#### Directions for this task:
Reproduce the items from the line with "Can you find the grassy" up to and including the line with "Can you find the fence", changing "field" to "meadow" and leaving everything else unchanged.

#### Records to use:
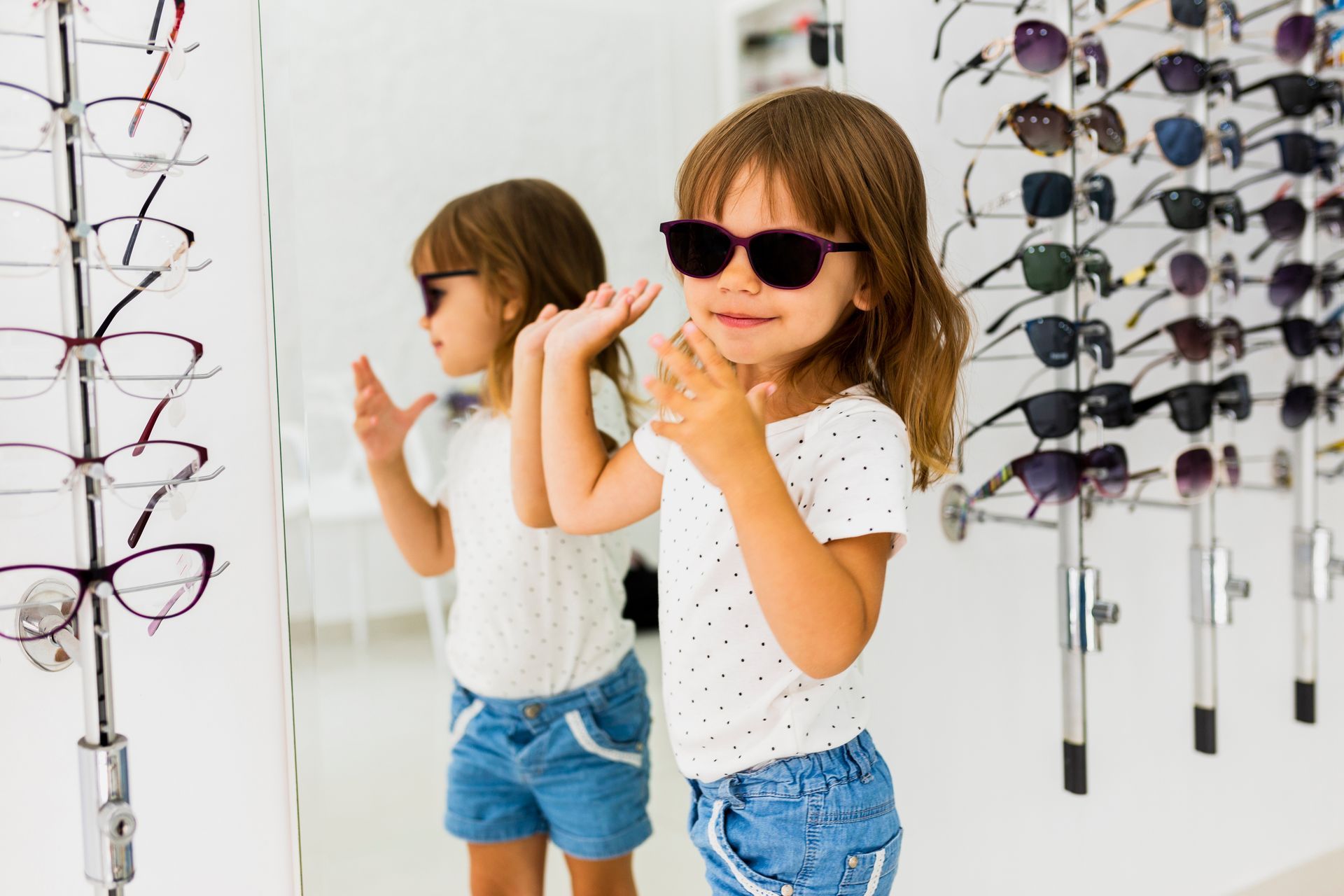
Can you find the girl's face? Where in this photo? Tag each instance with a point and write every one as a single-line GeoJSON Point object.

* * *

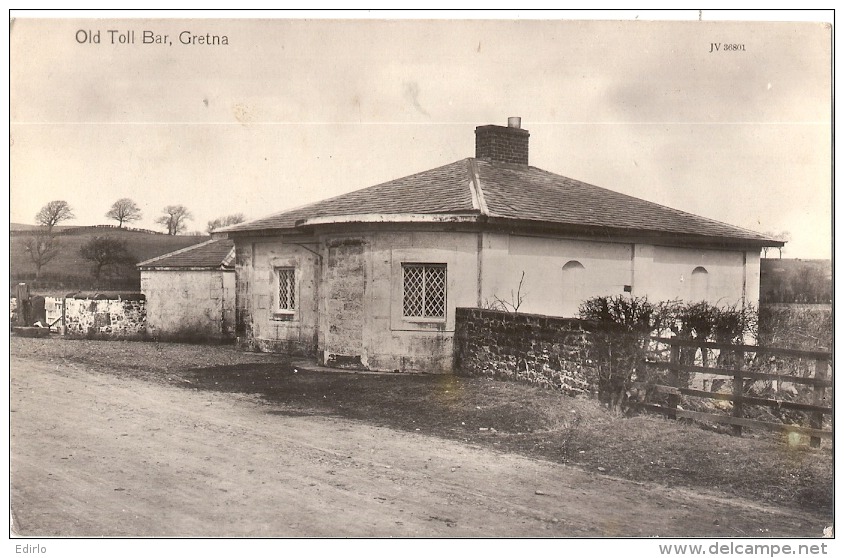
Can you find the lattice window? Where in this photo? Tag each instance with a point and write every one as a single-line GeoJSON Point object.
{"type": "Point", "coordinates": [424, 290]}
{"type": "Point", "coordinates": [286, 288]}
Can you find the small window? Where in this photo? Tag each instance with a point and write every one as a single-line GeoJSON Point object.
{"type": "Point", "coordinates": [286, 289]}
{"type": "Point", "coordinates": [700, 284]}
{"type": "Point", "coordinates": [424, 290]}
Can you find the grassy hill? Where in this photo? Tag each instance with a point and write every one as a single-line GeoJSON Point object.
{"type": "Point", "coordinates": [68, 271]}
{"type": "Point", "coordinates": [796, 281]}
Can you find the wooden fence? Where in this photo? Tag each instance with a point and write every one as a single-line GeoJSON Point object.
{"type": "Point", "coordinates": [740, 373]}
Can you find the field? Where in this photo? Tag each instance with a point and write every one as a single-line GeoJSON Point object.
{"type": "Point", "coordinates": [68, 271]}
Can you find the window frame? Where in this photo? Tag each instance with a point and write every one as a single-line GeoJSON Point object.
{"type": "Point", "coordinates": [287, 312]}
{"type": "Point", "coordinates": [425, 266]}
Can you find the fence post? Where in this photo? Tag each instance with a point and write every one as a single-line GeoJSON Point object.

#### Problem solution:
Can you find the grassy hill? Where in this photo? Tag each instance with a point and write every one as a single-line GeoJSON Point object.
{"type": "Point", "coordinates": [68, 271]}
{"type": "Point", "coordinates": [796, 281]}
Can you find the wooden fence? Where in this photo? Tag each instance with a point and write every one as a single-line GeoJSON Point object.
{"type": "Point", "coordinates": [740, 373]}
Can you find the meadow? Where in this photo? Tag each instance with a point and write every one as a single-line GeoJSON Point object.
{"type": "Point", "coordinates": [68, 271]}
Can you find the window frame? Where in this photo? Tag each instance with a point and write every one as a single-line GeoJSON Point object.
{"type": "Point", "coordinates": [287, 312]}
{"type": "Point", "coordinates": [425, 266]}
Can you find the fence post? Where in this photo? Tag each instance with a point and write every one as a single-line GeoJSON Point object.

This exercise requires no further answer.